Consegna scritta 1 — Individua nell'elenco tutte le righe che contengono la stringa "hair" e ricopiale.

Testo della pagina —
● ● ● ●
I passanti che l’avevano soccorsa e poi trasportata in ospedale hanno denunciato la donna che l’aveva brutalmente picchiata.

I genitori della bambina sono stati subito minacciati dalle forze volontarie paramilitari basij che hanno loro intimato di non diffondere la notizia dell’aggressione “altrimenti Sara avrebbe fatto la stessa fine di Mahsa Amini”.

L’autrice di tale efferatezza ha cercato di negare l’accaduto e ha inventato una storia di un presunto litigio tra coetanee.

Ma le numerose testimonianze hanno rivelato l’orribile realtà dell’accaduto. Razieh è stata arrestata e Sara portata in ospedale.

Dopo qualche ora, la donna è stata rilasciata e la famiglia minacciata.

Non importa quale sia la loro età, le donne in Iran sono tutte in pericolo, sono segregate come prigioniere nelle mani di un regime orrifico.

La signora, che in nome di un credo religioso violenta una bambina che poteva essere sua figlia, probabilmente non sarà incriminata perché le sue convinzioni coincidono con quelle della Guida Suprema Ali Khamenei che ha promesso tolleranza zero sull’obbligo dell’uso dell’hijad, secondo il codice di abbigliamento islamico reso ancora più rigido subito dopo l’arrivo al potere del presidente Raisi.

La pacifica ribellione delle giovani donne e degli uomini in Iran contro il regime islamico ha già determinato una profonda rivoluzione culturale che punta a rovesciare l’intero assetto politico-istituzionale della Repubblica islamica nata nel 1979. Al culmine di un lungo processo durato quarantaquattro anni, la società appare trasformata. La scintilla che ha innescato il cambiamento è stata l’uccisione della ventiduenne curda Mahsa Amini, per mano della polizia morale.

Per la prima volta, dal 16 settembre 2022, da Tehran, cuore culturale e politico del paese, all’estrema periferia, i giovani sono scesi in strada contemporaneamente e con lo stesso slogan, “Donna Vita, Libertà”, per ribellarsi contro l’uccisione di una ragazza curda, non persiana e non sciita, cioè di una persona che apparteneva alla periferia, al Kurdistan.

Poco dopo aver postato sul mio account Facebook il video della bambina aggredita mentre con la veste insanguinata, piangeva seduta sul ciglio di un marciapiede, il mio post è stato oscurato dal social e io sono stato ammonito a non diffondere il video altrimenti il mio account sarebbe stato chiuso.
● ● ● ●
Consegna scritta 2 — Riscrivi il passo del testo della pagina da "I genitori della" a "un regime orrifico.", sostituendo "accaduto" con "episodio".
● ● ● ●
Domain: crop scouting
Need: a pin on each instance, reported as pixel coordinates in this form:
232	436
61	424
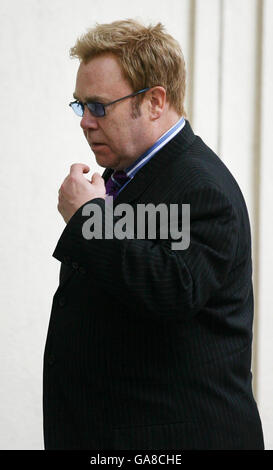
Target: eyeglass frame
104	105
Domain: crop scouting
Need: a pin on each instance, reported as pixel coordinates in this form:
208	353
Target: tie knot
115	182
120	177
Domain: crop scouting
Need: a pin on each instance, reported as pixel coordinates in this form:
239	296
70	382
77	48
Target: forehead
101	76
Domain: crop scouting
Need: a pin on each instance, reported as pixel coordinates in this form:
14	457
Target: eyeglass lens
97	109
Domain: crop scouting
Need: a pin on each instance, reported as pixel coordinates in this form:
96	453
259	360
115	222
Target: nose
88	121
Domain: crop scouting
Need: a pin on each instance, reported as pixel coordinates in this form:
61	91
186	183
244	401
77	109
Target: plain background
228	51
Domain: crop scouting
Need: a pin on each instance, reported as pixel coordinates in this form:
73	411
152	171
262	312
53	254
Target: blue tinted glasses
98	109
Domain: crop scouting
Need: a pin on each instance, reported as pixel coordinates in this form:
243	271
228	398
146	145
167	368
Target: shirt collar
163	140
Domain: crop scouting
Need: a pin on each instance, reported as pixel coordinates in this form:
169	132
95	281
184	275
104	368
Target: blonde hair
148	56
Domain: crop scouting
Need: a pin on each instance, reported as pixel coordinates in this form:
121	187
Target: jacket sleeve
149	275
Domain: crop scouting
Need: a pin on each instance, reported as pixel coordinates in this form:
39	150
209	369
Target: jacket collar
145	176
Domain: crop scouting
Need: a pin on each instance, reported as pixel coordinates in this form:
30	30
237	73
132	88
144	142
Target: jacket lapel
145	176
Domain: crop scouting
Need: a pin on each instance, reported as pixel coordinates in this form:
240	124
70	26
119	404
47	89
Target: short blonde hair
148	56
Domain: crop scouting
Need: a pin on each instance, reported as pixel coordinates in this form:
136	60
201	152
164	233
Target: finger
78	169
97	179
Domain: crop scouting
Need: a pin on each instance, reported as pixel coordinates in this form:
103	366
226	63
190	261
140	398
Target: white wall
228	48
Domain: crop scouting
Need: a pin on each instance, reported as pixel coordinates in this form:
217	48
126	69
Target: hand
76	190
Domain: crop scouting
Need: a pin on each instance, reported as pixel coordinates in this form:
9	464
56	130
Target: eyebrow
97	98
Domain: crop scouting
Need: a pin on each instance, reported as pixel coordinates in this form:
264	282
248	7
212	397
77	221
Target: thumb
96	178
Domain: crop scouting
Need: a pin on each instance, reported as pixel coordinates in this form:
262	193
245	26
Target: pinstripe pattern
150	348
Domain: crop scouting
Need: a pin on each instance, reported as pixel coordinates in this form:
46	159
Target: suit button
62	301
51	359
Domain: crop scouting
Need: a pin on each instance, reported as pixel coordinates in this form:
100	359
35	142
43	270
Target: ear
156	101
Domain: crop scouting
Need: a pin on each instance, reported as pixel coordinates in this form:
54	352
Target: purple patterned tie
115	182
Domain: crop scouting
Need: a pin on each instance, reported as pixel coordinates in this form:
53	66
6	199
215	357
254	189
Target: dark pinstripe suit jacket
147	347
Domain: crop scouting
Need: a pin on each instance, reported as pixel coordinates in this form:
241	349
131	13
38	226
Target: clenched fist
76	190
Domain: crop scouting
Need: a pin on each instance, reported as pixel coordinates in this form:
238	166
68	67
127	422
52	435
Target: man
● ● ● ●
Risposta corretta 1 —
Target: blonde hair
Target: short blonde hair

Risposta corretta 2 —
I genitori della bambina sono stati subito minacciati dalle forze volontarie paramilitari basij che hanno loro intimato di non diffondere la notizia dell’aggressione “altrimenti Sara avrebbe fatto la stessa fine di Mahsa Amini”.

L’autrice di tale efferatezza ha cercato di negare l’episodio e ha inventato una storia di un presunto litigio tra coetanee.

Ma le numerose testimonianze hanno rivelato l’orribile realtà dell’episodio. Razieh è stata arrestata e Sara portata in ospedale.

Dopo qualche ora, la donna è stata rilasciata e la famiglia minacciata.

Non importa quale sia la loro età, le donne in Iran sono tutte in pericolo, sono segregate come prigioniere nelle mani di un regime orrifico.